PROBLEM TO WORK ON —
Rewrite the data from the line with "If you could locate the white ceramic" up to and including the line with "(1226, 606)", keeping every line and adding -128 to each number in the point coordinates. Give only those lines and leave all other text unchanged.

DATA FOR THE TASK —

##########

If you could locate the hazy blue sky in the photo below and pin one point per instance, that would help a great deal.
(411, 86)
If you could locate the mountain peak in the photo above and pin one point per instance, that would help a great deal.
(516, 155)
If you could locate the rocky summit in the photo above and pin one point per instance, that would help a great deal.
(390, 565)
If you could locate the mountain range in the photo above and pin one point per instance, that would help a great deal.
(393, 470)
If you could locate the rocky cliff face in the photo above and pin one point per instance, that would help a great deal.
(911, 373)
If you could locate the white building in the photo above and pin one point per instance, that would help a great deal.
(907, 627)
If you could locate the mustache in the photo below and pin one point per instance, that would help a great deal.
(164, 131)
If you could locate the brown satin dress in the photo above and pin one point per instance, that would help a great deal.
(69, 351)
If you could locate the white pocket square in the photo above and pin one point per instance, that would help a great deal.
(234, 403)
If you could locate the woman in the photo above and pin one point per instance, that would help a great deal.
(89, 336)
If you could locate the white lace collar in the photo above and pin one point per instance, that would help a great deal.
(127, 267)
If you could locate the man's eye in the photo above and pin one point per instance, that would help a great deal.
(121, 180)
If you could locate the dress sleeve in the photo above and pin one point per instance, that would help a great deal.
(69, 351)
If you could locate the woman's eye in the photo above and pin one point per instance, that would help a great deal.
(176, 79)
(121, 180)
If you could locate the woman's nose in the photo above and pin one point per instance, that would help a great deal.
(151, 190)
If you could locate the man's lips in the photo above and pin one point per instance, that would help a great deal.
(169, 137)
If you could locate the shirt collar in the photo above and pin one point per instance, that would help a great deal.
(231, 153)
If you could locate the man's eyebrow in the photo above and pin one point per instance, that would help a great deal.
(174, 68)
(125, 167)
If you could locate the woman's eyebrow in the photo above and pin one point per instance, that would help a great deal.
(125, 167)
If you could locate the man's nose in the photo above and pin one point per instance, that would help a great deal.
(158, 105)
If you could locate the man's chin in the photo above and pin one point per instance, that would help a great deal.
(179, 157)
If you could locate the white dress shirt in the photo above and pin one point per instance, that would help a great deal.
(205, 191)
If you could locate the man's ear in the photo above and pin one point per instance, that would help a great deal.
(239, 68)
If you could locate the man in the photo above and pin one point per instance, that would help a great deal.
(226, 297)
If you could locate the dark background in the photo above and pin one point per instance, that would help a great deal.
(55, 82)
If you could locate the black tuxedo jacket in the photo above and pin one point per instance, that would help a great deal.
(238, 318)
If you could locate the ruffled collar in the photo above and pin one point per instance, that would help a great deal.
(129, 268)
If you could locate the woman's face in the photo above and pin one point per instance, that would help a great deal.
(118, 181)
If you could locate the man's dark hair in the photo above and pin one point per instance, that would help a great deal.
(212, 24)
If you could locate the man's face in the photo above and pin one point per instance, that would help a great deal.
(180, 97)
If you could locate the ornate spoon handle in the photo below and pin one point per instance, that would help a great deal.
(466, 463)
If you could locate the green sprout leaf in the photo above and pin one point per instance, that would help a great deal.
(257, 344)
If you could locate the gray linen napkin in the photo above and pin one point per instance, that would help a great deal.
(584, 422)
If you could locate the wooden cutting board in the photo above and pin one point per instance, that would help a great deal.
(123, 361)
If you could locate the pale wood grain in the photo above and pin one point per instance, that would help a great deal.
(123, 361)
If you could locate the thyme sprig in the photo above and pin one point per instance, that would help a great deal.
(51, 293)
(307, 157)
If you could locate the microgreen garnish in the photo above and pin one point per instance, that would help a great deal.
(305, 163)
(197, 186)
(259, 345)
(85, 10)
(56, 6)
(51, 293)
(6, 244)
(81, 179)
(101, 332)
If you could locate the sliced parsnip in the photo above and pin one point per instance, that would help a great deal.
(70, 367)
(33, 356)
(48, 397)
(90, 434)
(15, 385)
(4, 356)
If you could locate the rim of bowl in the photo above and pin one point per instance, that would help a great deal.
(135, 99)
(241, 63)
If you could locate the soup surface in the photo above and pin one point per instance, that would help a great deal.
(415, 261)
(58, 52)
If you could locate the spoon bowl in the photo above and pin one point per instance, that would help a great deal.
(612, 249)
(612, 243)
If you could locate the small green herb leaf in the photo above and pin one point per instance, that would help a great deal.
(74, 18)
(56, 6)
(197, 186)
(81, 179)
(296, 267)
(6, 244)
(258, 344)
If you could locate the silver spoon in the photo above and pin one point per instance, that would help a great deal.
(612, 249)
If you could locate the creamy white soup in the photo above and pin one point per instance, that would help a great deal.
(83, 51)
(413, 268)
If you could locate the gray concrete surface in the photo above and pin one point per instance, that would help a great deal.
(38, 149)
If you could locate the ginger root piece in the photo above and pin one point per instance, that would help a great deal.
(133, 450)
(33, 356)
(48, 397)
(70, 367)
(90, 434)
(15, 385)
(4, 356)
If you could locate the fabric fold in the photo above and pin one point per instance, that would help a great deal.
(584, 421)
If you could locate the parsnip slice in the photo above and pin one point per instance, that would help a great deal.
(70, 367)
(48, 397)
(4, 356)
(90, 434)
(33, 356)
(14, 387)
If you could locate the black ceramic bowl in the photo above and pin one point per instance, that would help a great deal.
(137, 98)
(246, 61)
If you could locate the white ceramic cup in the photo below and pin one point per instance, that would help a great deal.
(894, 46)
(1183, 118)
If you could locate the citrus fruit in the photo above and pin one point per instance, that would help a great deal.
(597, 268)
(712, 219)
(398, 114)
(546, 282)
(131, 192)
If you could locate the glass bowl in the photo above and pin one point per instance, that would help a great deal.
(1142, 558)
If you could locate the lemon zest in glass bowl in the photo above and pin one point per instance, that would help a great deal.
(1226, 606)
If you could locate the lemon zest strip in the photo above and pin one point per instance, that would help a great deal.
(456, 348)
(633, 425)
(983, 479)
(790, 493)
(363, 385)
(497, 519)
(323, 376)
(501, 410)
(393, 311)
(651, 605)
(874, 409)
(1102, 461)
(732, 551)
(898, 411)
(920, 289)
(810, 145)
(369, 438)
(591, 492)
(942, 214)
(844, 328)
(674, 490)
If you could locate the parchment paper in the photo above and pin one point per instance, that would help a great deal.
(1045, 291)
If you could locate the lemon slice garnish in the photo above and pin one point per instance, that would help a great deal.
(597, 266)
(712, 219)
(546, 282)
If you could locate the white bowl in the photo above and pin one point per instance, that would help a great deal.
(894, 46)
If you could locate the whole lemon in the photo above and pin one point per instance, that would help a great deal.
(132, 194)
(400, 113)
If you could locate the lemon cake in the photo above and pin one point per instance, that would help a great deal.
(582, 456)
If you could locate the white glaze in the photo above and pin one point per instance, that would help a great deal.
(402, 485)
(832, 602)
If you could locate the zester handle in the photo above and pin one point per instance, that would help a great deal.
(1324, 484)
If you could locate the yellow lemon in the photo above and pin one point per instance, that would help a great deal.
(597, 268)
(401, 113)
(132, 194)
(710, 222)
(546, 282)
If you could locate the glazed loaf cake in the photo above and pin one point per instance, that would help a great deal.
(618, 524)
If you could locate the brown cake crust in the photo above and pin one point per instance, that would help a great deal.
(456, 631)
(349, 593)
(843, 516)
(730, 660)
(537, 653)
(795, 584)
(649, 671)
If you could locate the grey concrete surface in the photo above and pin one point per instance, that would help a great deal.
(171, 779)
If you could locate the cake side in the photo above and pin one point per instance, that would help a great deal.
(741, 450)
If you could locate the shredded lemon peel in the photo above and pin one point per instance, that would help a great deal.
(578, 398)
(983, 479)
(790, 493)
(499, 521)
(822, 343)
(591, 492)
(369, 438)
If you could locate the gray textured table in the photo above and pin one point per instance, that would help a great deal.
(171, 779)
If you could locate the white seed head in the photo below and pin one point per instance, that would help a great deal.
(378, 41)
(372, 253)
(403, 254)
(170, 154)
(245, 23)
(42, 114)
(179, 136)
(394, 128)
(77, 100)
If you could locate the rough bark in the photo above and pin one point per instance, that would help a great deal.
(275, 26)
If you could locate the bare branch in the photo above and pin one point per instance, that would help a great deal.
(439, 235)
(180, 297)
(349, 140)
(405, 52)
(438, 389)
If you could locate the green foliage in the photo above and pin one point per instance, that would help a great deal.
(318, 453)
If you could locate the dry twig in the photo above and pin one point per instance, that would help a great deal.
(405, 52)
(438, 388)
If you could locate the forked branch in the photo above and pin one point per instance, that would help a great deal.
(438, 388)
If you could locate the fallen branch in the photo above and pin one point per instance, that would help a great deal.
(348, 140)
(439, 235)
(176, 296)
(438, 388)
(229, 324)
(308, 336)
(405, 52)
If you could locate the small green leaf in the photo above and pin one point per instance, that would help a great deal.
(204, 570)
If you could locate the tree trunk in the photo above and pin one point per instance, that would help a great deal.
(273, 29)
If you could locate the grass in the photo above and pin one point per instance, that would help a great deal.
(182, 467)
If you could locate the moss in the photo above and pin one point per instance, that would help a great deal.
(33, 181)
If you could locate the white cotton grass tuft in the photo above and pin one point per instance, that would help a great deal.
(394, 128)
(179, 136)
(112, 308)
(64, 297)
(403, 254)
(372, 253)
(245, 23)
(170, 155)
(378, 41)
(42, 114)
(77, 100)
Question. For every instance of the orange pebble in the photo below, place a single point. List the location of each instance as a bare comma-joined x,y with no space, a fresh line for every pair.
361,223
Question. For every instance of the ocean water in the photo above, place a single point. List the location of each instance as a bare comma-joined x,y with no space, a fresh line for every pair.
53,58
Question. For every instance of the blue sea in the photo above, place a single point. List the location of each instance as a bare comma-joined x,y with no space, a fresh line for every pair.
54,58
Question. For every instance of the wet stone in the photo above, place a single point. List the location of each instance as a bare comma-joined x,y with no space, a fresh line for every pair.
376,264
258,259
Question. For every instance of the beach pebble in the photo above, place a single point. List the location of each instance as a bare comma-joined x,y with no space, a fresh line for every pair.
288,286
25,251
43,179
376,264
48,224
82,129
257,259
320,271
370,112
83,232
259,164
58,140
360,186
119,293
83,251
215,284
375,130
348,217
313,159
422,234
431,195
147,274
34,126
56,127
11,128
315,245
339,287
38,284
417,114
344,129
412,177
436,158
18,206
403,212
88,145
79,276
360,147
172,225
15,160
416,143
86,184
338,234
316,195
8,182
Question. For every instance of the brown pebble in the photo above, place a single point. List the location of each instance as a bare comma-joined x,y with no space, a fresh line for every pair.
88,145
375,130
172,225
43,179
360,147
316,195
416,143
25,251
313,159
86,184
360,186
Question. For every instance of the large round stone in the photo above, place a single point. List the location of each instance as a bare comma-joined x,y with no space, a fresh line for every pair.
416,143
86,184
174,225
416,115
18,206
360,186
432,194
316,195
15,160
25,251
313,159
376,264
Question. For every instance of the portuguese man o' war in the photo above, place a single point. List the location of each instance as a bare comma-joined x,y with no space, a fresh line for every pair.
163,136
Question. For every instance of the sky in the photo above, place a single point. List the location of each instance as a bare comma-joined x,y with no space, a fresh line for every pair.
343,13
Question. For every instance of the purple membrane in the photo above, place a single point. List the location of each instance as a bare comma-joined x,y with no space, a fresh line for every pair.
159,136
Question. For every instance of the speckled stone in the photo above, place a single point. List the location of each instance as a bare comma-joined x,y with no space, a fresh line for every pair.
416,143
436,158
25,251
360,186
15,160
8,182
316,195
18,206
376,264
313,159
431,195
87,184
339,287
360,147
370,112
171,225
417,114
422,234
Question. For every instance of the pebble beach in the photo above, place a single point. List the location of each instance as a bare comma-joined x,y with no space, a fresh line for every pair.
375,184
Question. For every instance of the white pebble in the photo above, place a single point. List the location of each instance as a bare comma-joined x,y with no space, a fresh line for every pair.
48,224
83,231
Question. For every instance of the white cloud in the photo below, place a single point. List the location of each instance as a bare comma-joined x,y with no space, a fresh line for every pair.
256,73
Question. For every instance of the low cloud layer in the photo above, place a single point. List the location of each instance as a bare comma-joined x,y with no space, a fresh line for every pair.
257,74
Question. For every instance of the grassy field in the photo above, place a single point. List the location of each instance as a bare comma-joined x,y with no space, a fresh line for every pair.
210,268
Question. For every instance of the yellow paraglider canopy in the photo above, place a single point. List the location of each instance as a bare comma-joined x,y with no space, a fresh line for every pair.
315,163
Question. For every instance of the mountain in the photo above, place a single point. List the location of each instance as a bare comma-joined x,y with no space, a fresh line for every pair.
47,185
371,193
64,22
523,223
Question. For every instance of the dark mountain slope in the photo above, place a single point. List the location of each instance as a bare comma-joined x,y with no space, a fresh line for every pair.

##########

TASK OUTPUT —
If you could locate the white ceramic cup in the photo below and pin one point per instance, that would help a great deal.
(766, -82)
(1055, -10)
If you could locate the citrus fruit in the photo above and pin one point per instance, that would help a great deal.
(469, 140)
(584, 91)
(270, -14)
(418, 154)
(3, 64)
If you could locate the glass bowl in the photo above and pin one point per instance, that would help a great deal.
(1014, 430)
If you could locate the lemon zest in glass bowl in the photo above and pin one point per instance, that would help a great deal.
(1098, 478)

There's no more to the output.